▶ _To be done_
a) From the article on the Coffy soundtrack, list every song title named in its track listing section.
b) Answer these questions using the article on the Coffy soundtrack:
(i) In which studio was the album recorded?
(ii) What was the album's peak position, and on which chart?
(iii) What label and catalog number does the album carry?
c) Resume the article on the Coffy soundtrack, picking up after its final sentence.

▶ _Extract_
==================================================

Soundtrack album by Roy Ayers
- Released: May 1973
- Recorded: April 5, 1973 – April 8, 1973
- Studio: Sound Ideas, New York City, New York, US
- Genre: Jazz-funk
- Length: 36:03
- Label: Polydor PD-5048
- Producer: Roy Ayers

Roy Ayers chronology
| Red, Black and Green (1973) | Coffy (1973) | Virgo Red (1973) |

= Coffy (soundtrack) =

Coffy is a soundtrack produced, composed, and arranged by Roy Ayers for the blaxploitation film Coffy. It was released in 1973 on Polydor Records and peaked at number 31 on the jazz albums chart.

Professional ratings
Review scores
| Source | Rating |
| AllMusic |  |

==Track listing==
All songs written by Roy Ayers, except by "End of Sugarman" Ayers and Harry Whitaker. Lyrics to "Coffy Is the Color", "King George" and "Shining Symbol" written by Carl Clay; lyrics to "Coffy Baby" written by Roselle Weaver.

==================================================

▶ _Data excerpt_
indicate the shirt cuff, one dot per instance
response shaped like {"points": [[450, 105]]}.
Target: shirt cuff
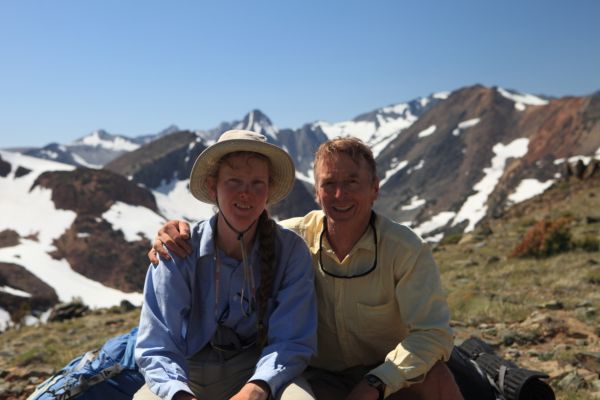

==================================================

▶ _The answers_
a)
"End of Sugarman"
"Coffy Is the Color"
"King George"
"Shining Symbol"
"Coffy Baby"

b)
(i) Sound Ideas, New York City, New York, US
(ii) Number 31 on the jazz albums chart
(iii) Polydor PD-5048

c)
| No. | Title | Vocals | Length |
|---|---|---|---|
| 1. | "Coffy Is the Color" | Dee Dee Bridgewater, Roy Ayers, Wayne Garfield | 3:03 |
| 2. | "Priscilla's Theme" |  | 3:58 |
| 3. | "King George" | Roy Ayers | 3:00 |
| 4. | "Aragon" |  | 2:55 |
| 5. | "Coffy Sauna" |  | 2:16 |
| 6. | "King's Last Ride" |  | 1:10 |
| 7. | "Coffy Baby" | Dee Dee Bridgewater | 2:26 |
| 8. | "Brawling Broads" |  | 2:46 |
| 9. | "Escape" |  | 2:18 |
| 10. | "Shining Symbol" | Wayne Garfield | 3:53 |
| 11. | "Exotic Dance" |  | 3:18 |
| 12. | "Making Love" |  | 2:49 |
| 13. | "Vittroni's Theme – King Is Dead" |  | 2:03 |
| 14. | "End of Sugarman" |  | 1:05 |
| Total length: |  |  | 36:03 |

==Personnel==
Music score composed, arranged and conducted by Roy Ayers; orchestrations by Harry Whitaker.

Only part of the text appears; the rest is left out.